=== EXERCISE REQUIREMENTS ===
All of the records should be reproduced word for word, but no images may appear in the copy.

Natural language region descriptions
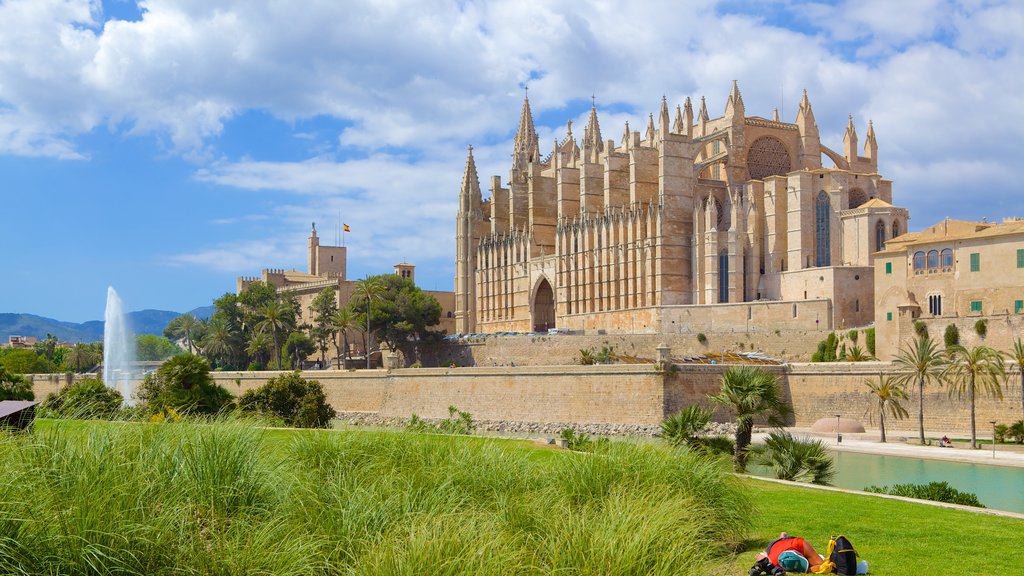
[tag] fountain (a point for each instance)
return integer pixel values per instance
(119, 350)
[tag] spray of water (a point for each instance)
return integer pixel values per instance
(119, 348)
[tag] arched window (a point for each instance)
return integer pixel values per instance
(822, 217)
(857, 197)
(919, 260)
(723, 277)
(946, 258)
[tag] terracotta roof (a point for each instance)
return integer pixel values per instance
(876, 203)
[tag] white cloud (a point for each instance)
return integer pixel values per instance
(414, 83)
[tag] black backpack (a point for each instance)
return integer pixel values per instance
(841, 553)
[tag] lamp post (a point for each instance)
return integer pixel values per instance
(993, 438)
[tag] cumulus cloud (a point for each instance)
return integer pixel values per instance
(414, 83)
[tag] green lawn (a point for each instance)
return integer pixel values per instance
(386, 502)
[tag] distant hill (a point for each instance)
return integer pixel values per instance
(141, 322)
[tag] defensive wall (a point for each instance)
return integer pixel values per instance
(617, 394)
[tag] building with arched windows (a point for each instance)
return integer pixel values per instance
(955, 272)
(699, 222)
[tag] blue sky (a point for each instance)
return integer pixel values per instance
(167, 147)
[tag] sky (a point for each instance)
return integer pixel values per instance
(167, 147)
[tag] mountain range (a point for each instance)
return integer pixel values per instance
(141, 322)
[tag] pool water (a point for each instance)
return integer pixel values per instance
(997, 487)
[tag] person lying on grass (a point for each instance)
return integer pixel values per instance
(792, 553)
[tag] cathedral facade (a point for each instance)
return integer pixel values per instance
(696, 223)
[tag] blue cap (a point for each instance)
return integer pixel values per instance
(793, 562)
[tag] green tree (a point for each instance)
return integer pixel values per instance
(796, 460)
(297, 402)
(1018, 357)
(922, 363)
(367, 291)
(401, 314)
(14, 386)
(220, 340)
(298, 346)
(979, 369)
(886, 396)
(183, 383)
(259, 345)
(82, 357)
(343, 321)
(85, 399)
(275, 320)
(152, 347)
(24, 361)
(751, 393)
(324, 306)
(185, 327)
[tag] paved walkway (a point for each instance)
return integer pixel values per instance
(867, 444)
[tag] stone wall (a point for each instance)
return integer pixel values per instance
(613, 394)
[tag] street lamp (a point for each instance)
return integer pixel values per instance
(993, 438)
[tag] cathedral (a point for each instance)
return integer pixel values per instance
(695, 223)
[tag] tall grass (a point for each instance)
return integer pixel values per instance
(227, 498)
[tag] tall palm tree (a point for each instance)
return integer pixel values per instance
(973, 370)
(275, 319)
(886, 395)
(751, 393)
(1018, 357)
(342, 321)
(218, 343)
(259, 343)
(369, 289)
(921, 362)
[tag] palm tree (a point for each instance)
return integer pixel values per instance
(258, 345)
(974, 370)
(1018, 356)
(218, 343)
(370, 289)
(275, 318)
(886, 395)
(342, 321)
(921, 362)
(751, 393)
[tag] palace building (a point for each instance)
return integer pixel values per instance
(697, 222)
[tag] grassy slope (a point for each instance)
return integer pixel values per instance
(896, 537)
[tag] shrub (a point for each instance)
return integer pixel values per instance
(795, 459)
(936, 491)
(458, 423)
(85, 399)
(183, 383)
(297, 402)
(981, 327)
(14, 386)
(951, 335)
(681, 427)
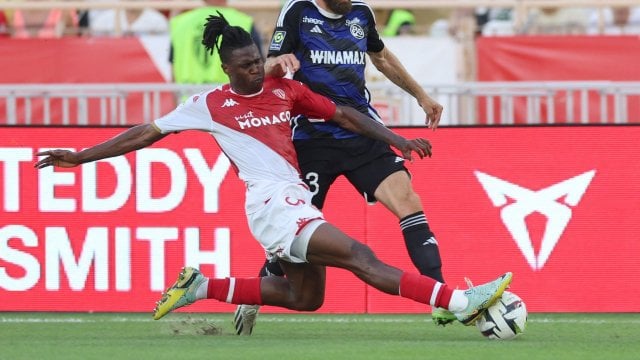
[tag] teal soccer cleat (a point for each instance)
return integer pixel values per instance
(481, 297)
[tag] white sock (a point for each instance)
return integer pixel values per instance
(458, 301)
(201, 293)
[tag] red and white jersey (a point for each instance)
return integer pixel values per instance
(254, 131)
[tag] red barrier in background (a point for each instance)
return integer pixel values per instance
(67, 246)
(561, 58)
(78, 60)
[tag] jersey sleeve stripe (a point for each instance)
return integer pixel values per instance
(285, 9)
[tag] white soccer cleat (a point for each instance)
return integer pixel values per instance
(481, 297)
(245, 318)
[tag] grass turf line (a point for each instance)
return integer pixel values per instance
(308, 336)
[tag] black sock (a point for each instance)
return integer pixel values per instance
(271, 269)
(422, 245)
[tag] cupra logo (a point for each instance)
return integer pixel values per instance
(554, 202)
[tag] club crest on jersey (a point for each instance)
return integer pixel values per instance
(249, 120)
(229, 103)
(277, 40)
(280, 93)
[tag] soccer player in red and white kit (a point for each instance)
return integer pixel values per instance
(249, 119)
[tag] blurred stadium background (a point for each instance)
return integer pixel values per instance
(535, 168)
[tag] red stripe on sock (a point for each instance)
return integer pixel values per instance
(416, 287)
(247, 291)
(218, 289)
(420, 288)
(444, 297)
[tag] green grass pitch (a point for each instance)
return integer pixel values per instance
(309, 336)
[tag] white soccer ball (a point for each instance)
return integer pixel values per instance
(505, 319)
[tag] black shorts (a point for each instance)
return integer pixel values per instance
(364, 162)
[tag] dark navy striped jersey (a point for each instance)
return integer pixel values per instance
(332, 53)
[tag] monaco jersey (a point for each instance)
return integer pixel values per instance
(332, 53)
(252, 130)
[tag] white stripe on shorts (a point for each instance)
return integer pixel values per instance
(232, 287)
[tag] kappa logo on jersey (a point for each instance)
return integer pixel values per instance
(337, 57)
(277, 40)
(249, 120)
(316, 29)
(230, 103)
(280, 93)
(554, 202)
(309, 20)
(357, 31)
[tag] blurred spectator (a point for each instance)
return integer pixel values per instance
(615, 21)
(191, 64)
(556, 21)
(46, 23)
(129, 22)
(400, 22)
(494, 21)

=== TASK ANSWER ===
[tag] fountain (a point for each instance)
return integer pixel values per instance
(119, 350)
[tag] spray of water (a point for each instance)
return integer pixel values per instance
(119, 348)
[tag] arched window (a point for each instance)
return integer pixel values per instance
(822, 217)
(857, 197)
(919, 260)
(723, 277)
(946, 258)
[tag] terracotta roof (a point for each instance)
return integer pixel values per instance
(876, 203)
[tag] white cloud (a point for each instance)
return integer pixel values per instance
(414, 83)
[tag] black backpack (a point for each instance)
return integer pixel values per instance
(841, 553)
[tag] lamp post (a point for each instance)
return integer pixel values per instance
(993, 438)
[tag] cumulus cloud (a point for each instance)
return integer pixel values per instance
(414, 83)
[tag] green lawn (a point for each instance)
return integer pixel values per instance
(386, 502)
[tag] distant hill (a point for each instance)
return integer pixel values per instance
(141, 322)
[tag] defensive wall (a point for each instance)
return integer pixel values per instance
(617, 394)
[tag] building with arched windows (a point for each instance)
return integer pixel values per instance
(955, 272)
(699, 222)
[tag] blue sky (a point for each instance)
return integer pixel values per instance
(167, 147)
[tag] sky (a point for each instance)
return integer pixel values per instance
(167, 147)
[tag] mountain range (a point for each instance)
return integer pixel values per instance
(141, 322)
[tag] pool water (a point for each instance)
return integer pixel values per instance
(997, 487)
[tag] person lying on grass (a point for each instance)
return integer pixel values per instance
(792, 553)
[tag] cathedral facade (a point for each instance)
return integer pixel values per instance
(696, 223)
[tag] blue cap (a point for each instance)
return integer pixel values per instance
(793, 562)
[tag] green tree (a point for each instance)
return integer pixel values per instance
(796, 460)
(297, 402)
(1018, 357)
(922, 363)
(367, 291)
(401, 314)
(14, 386)
(220, 340)
(298, 346)
(979, 369)
(886, 396)
(183, 383)
(259, 345)
(82, 357)
(343, 321)
(85, 399)
(275, 320)
(152, 347)
(24, 361)
(751, 393)
(324, 306)
(185, 327)
[tag] paved walkway (a point for each instance)
return integer pixel values per instance
(867, 444)
[tag] stone wall (a point for each instance)
return integer pixel values per instance
(613, 394)
[tag] street lamp (a point for each instance)
return integer pixel values per instance
(993, 438)
[tag] cathedral (a point for each instance)
return integer pixel values per instance
(695, 223)
[tag] tall grass (a point for each instance)
return integer pixel values per instance
(227, 498)
[tag] tall palm tree (a point for each instance)
return integer pixel values per instance
(973, 370)
(275, 319)
(886, 395)
(751, 393)
(1018, 357)
(342, 321)
(218, 343)
(259, 343)
(369, 289)
(921, 362)
[tag] palm tree (a point for each instance)
return integer pixel values per instance
(258, 345)
(974, 370)
(1018, 356)
(218, 343)
(370, 289)
(275, 318)
(886, 395)
(342, 321)
(921, 362)
(751, 393)
[tag] palace building (a point for each instance)
return integer pixel values per instance
(697, 222)
[tag] grassy slope (a point for each instance)
return integer pixel values per instance
(896, 537)
[tag] shrub (a point for each instance)
return integer pixel values per instance
(795, 459)
(936, 491)
(458, 423)
(85, 399)
(183, 383)
(297, 402)
(981, 327)
(14, 386)
(951, 335)
(681, 427)
[tag] teal soccer cleat (a point for each instance)
return integer pixel values per instance
(481, 297)
[tag] white sock (a point for each instance)
return integer pixel values per instance
(458, 301)
(201, 293)
[tag] red and white jersey (a point for each instance)
return integer pixel values per instance
(254, 131)
[tag] red barrier in background (a point for each instance)
return integer pixel values per instance
(67, 246)
(561, 58)
(78, 60)
[tag] jersey sleeve stripe (a point for each instance)
return integer pixel values per instance
(285, 9)
[tag] white soccer cleat (a point for each instance)
return integer pixel values per instance
(481, 297)
(245, 318)
[tag] grass turf line (a point for each instance)
return integer pixel values per instance
(308, 336)
[tag] black sock (a point for each instance)
return integer pixel values per instance
(271, 269)
(422, 245)
[tag] cupra logo (a point for each instance)
return integer pixel values per instance
(554, 202)
[tag] club crest on jersey (a point for each instance)
return integer pixel values per instance
(249, 120)
(229, 103)
(277, 40)
(280, 93)
[tag] soccer player in red and white kit (a point for each instance)
return integer pixel values per instance
(249, 119)
[tag] blurred stadium background (a point for each instance)
return integer pixel values per instance
(535, 168)
[tag] red stripe on sock (a point for each instance)
return integer pixel values per instance
(416, 287)
(247, 291)
(218, 289)
(420, 288)
(444, 297)
[tag] green grass pitch (a point for each instance)
return integer pixel values per instance
(309, 336)
[tag] white soccer ball (a point for each instance)
return integer pixel values per instance
(505, 319)
[tag] black shorts (a point for each instance)
return integer pixel values per instance
(364, 162)
[tag] dark navy striped jersey (a point for each instance)
return integer pixel values per instance
(332, 53)
[tag] monaco jersey (a point for each instance)
return integer pixel values per instance
(332, 53)
(252, 130)
[tag] white stripe on shorts (a point for each instance)
return integer pixel values per instance
(232, 287)
[tag] kappa logo on jersey (a point for each instance)
return integer pixel values per instance
(337, 57)
(277, 40)
(249, 120)
(316, 29)
(230, 103)
(280, 93)
(554, 202)
(309, 20)
(357, 31)
[tag] blurred spectator (a point for each instance)
return integer pixel values per instance
(615, 21)
(191, 64)
(556, 21)
(46, 23)
(129, 22)
(400, 22)
(494, 21)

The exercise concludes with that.